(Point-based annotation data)
-- -- --

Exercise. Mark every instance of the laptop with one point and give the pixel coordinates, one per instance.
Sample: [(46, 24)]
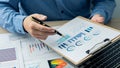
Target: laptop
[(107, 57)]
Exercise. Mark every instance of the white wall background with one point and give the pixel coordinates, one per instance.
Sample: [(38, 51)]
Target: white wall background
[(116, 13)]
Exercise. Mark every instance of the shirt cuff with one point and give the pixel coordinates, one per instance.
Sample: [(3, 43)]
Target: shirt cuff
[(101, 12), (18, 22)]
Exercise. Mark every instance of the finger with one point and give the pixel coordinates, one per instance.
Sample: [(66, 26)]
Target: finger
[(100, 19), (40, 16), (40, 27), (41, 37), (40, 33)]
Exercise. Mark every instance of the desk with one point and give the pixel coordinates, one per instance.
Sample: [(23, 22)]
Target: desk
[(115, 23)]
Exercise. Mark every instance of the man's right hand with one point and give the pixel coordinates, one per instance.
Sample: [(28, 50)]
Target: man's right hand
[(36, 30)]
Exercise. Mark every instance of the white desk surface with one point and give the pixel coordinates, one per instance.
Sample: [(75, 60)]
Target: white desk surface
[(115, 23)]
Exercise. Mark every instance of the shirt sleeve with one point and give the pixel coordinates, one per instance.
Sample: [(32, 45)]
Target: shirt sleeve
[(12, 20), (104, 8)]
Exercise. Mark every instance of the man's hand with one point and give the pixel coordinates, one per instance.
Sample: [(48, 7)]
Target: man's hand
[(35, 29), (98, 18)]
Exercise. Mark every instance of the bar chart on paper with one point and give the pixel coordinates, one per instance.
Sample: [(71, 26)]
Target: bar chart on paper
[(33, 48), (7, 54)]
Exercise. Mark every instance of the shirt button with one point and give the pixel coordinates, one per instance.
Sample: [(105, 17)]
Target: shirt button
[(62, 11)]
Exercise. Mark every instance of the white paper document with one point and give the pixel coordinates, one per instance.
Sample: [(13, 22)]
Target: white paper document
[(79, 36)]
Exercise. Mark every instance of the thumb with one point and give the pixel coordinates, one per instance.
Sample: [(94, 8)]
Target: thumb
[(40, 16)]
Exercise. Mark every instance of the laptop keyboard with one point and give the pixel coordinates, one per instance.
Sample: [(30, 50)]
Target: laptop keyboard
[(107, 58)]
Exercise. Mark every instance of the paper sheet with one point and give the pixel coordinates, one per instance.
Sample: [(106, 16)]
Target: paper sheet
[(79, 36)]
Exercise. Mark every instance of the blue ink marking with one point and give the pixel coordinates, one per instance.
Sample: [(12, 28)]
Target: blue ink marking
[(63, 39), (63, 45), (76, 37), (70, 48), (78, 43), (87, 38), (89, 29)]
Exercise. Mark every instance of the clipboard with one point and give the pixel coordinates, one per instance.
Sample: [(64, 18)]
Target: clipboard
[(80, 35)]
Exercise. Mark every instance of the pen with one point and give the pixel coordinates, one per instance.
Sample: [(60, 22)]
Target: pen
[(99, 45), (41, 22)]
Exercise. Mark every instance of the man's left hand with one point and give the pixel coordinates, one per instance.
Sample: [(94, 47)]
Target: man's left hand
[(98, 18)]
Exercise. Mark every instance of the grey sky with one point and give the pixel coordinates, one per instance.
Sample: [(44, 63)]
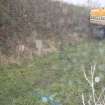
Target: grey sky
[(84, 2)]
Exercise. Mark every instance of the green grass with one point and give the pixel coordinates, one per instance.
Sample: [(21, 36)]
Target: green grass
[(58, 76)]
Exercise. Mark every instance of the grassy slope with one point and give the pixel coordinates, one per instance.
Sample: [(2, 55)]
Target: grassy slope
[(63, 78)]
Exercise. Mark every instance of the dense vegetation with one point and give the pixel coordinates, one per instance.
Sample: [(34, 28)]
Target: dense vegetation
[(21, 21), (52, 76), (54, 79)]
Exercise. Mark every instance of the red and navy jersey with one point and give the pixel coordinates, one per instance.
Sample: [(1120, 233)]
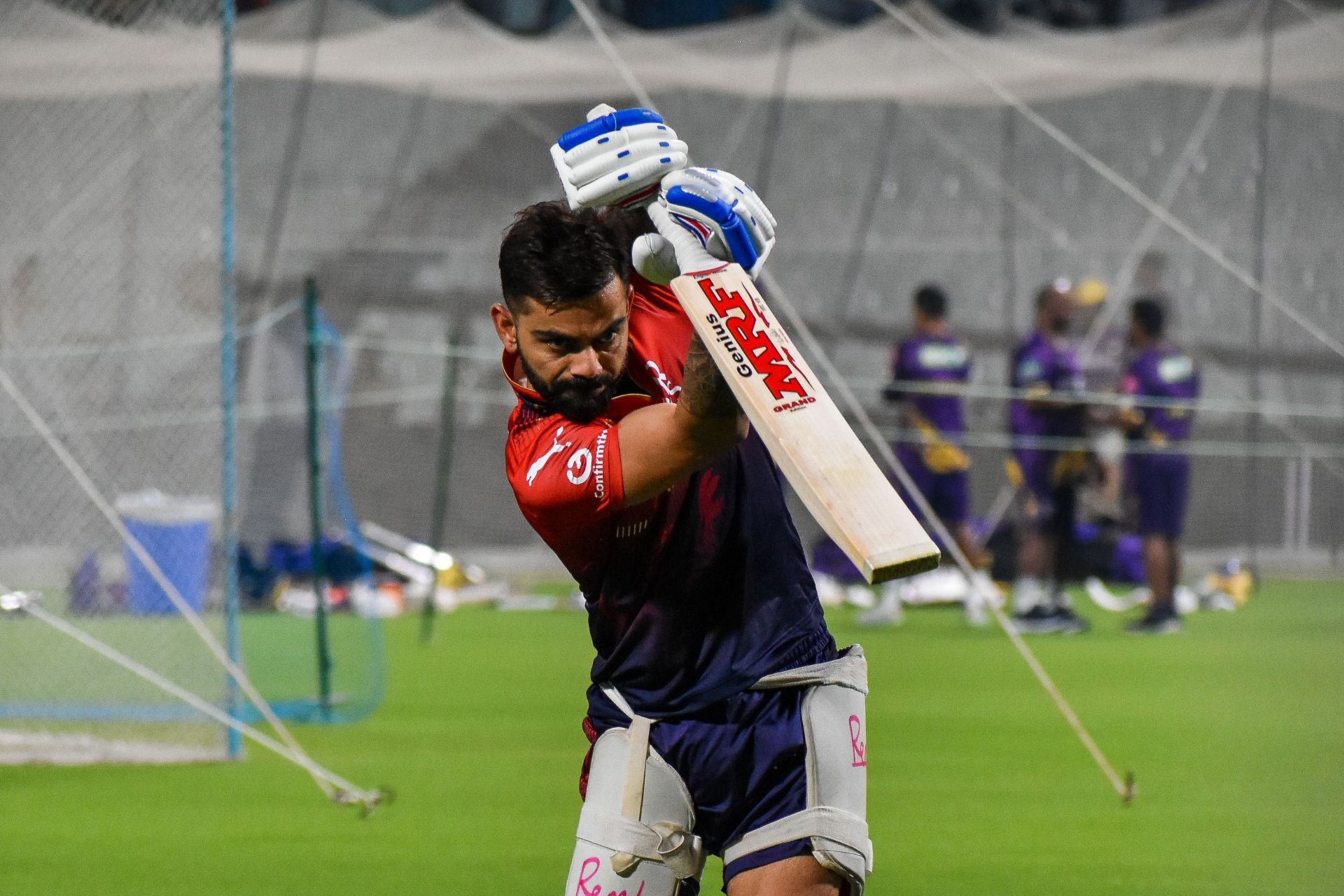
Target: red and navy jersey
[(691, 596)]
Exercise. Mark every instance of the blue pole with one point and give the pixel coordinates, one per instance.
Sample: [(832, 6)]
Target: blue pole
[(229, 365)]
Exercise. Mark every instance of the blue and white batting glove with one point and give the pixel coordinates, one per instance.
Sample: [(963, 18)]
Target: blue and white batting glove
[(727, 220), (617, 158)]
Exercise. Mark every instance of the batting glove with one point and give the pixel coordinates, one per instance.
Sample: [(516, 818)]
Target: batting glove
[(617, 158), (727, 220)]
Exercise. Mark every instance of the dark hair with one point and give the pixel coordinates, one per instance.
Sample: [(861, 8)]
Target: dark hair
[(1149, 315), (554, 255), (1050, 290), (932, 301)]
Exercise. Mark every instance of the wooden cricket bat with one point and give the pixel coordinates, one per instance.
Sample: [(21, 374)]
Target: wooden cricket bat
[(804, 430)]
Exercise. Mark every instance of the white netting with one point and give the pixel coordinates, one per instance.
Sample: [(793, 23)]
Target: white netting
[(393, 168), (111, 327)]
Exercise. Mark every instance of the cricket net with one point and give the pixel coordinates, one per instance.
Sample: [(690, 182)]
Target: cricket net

-- -- --

Output the line that contains "Exercise. Mark every instance of the blue and", followed by every later line in the listing, with no line omitted and none added.

Exercise. Mark every instance of the blue and white batting glove with one point and give the pixel coordinates, one per instance.
Sample: [(963, 18)]
Target: blue and white batting glove
[(727, 220), (617, 158)]
Exercise. Mark every instance of the batting glove with one point and give the pixel coordinates, one per instance.
Sample: [(516, 818)]
Target: batting glove
[(617, 158), (727, 220)]
Exercise. Mark every instance of the dark hair with one point and give the pixel coordinates, one per instance.
Sample: [(861, 8)]
Target: dark hair
[(1149, 315), (554, 255), (1050, 290), (932, 301)]
Exercise. Mark every instance of the wooden cricket bat with one point and give the pixel coordinates, one per instance.
Sample: [(21, 374)]
Target: wooden cricket bat
[(804, 430)]
Exercise. Mark every instance of the white netting with one point and give the pixel coordinates, one per instance.
Sample: [(793, 23)]
Target: white netting
[(393, 168), (111, 327)]
Exercise. Mark every instance of the cricket net with one point and give the pixel coordinates, one per instance.
Sample: [(690, 182)]
Target: cricket net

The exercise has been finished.